TEXT TO READ >>

## start

When It Comes to Burning Photos, How Much Is Too Much?

Now that contest season is upon us, we are digging through the year’s work for the gems we hope have a chance of placing somewhere. I’ve noticed that many recent photojournalism contest winners feature such heavy burning around the edges that I’m reminded of photographs taken 30 or 40 years ago. Photographers defend the retouching by saying it “creates a mood” or “helps your eyes focus on the subject” or “gets rid of distracting elements.” But is the practice ethical?

One North Carolina photographer was told that it wasn’t, and he was stripped of his awards. Some of his images had such heavy burning that the background was black and the subjects looked like they had been cut out. But with others all he did was increase the saturation a little bit to help a sunset or fire.

So what is ethical? If you wouldn’t do it for the newspaper or magazine, is it acceptable to do it for a contest? Is it OK so long as you aren’t cloning anything in or out of the photograph? Or is it OK so long as it is obvious you burned the edges down, so the viewer will not be misled?

## end

RECORD SET >>
## start

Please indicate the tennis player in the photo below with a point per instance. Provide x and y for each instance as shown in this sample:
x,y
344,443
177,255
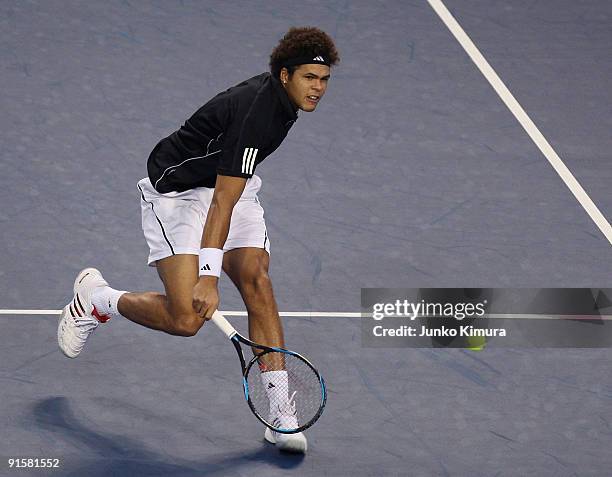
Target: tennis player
x,y
201,214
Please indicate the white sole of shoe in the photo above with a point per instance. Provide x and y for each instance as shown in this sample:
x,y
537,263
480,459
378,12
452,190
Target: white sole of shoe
x,y
297,445
60,335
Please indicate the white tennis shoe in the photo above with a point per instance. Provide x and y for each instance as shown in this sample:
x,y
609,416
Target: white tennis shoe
x,y
285,416
79,318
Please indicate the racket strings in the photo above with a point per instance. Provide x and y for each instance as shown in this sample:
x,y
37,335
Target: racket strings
x,y
284,390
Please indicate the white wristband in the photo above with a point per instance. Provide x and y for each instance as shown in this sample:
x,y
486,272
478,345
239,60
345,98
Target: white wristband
x,y
211,260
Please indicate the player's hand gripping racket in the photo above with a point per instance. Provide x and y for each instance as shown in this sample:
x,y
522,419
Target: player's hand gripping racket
x,y
282,388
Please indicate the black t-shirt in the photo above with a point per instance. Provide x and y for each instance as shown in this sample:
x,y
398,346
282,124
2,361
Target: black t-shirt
x,y
230,135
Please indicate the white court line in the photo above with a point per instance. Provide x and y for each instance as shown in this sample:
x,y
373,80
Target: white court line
x,y
307,314
522,117
343,314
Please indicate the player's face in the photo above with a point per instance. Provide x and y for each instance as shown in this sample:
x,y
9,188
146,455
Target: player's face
x,y
306,86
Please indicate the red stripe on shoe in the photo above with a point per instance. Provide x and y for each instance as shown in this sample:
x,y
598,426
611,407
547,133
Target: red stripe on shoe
x,y
99,317
74,311
79,306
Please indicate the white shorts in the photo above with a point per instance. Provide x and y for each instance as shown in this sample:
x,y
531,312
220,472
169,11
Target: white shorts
x,y
173,223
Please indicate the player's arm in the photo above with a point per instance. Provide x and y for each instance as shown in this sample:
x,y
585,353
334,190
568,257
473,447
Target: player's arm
x,y
228,190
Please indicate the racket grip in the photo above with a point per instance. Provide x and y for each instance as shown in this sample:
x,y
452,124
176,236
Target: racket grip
x,y
224,325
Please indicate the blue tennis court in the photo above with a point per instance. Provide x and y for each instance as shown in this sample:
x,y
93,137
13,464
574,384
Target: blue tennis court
x,y
411,173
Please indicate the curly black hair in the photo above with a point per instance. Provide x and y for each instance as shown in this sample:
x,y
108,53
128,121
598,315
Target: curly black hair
x,y
299,42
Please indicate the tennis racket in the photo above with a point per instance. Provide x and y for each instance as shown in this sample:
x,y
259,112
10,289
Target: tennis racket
x,y
299,393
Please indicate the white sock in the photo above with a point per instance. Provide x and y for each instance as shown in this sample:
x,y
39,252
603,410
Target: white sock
x,y
276,384
105,299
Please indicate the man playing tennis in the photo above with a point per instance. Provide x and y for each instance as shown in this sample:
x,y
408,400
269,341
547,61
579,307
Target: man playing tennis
x,y
201,214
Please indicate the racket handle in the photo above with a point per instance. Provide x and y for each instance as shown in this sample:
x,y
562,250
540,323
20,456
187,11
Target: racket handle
x,y
224,325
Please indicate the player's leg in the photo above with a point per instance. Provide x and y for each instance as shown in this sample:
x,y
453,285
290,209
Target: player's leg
x,y
248,269
172,312
95,302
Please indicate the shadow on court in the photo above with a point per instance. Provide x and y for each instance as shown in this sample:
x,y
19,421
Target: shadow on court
x,y
117,455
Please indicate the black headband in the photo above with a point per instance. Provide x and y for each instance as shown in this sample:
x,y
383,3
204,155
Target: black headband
x,y
307,60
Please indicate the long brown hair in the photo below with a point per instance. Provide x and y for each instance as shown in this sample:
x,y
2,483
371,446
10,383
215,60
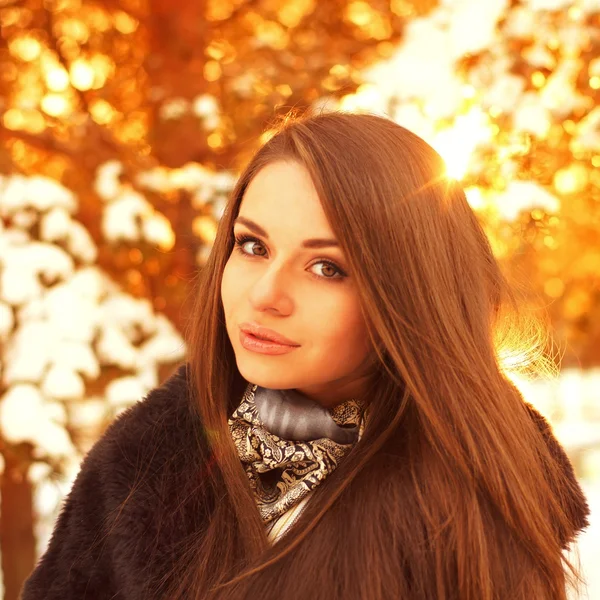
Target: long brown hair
x,y
452,491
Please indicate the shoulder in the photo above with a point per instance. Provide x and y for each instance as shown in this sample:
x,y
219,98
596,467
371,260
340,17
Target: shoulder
x,y
149,436
130,504
572,498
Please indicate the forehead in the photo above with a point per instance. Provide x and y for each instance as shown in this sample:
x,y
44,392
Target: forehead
x,y
282,193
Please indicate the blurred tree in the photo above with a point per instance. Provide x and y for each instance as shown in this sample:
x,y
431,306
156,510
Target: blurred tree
x,y
116,100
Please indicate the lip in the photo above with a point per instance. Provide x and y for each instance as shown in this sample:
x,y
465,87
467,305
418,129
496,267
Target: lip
x,y
266,334
255,344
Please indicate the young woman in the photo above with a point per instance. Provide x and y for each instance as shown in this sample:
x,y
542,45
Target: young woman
x,y
374,450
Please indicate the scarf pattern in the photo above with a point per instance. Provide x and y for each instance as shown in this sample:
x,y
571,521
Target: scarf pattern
x,y
283,469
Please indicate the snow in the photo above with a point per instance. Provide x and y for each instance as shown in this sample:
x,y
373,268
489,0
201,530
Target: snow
x,y
63,383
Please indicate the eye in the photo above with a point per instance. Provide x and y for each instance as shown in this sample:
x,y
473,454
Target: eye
x,y
242,240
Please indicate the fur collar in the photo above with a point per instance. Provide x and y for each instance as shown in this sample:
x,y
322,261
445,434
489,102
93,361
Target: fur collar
x,y
138,499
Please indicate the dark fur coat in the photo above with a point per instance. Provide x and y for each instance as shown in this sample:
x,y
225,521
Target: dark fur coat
x,y
137,499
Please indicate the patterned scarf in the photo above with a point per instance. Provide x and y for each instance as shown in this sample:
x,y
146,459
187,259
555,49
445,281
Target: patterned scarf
x,y
289,443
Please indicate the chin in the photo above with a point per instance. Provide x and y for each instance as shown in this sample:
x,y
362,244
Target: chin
x,y
268,377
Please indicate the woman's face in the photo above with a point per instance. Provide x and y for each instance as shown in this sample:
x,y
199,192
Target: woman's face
x,y
274,281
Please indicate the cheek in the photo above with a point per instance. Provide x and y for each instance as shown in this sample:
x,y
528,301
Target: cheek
x,y
343,329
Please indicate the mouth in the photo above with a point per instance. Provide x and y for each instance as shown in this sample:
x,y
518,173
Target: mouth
x,y
262,346
264,334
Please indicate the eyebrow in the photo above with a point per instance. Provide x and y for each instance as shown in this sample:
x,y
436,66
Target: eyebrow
x,y
311,243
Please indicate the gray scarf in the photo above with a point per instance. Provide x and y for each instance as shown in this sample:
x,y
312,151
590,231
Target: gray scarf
x,y
289,443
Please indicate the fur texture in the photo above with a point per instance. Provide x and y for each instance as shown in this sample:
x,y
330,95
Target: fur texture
x,y
139,497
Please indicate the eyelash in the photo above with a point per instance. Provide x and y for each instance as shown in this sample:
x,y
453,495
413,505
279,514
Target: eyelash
x,y
240,240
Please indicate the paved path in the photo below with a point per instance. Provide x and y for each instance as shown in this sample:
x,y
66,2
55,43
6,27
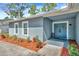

## end

WORK INSTRUCTIONS >> Print the part of the piece on burning photos that opens with the words containing "One North Carolina" and closes with "not be misled?". The records come from a separate source.

WRITTEN SOLUTION >>
One North Carolina photographer was told that it wasn’t, and he was stripped of his awards. Some of his images had such heavy burning that the background was black and the subjects looked like they had been cut out. But with others all he did was increase the saturation a little bit to help a sunset or fire.

So what is ethical? If you wouldn’t do it for the newspaper or magazine, is it acceptable to do it for a contest? Is it OK so long as you aren’t cloning anything in or out of the photograph? Or is it OK so long as it is obvious you burned the edges down, so the viewer will not be misled?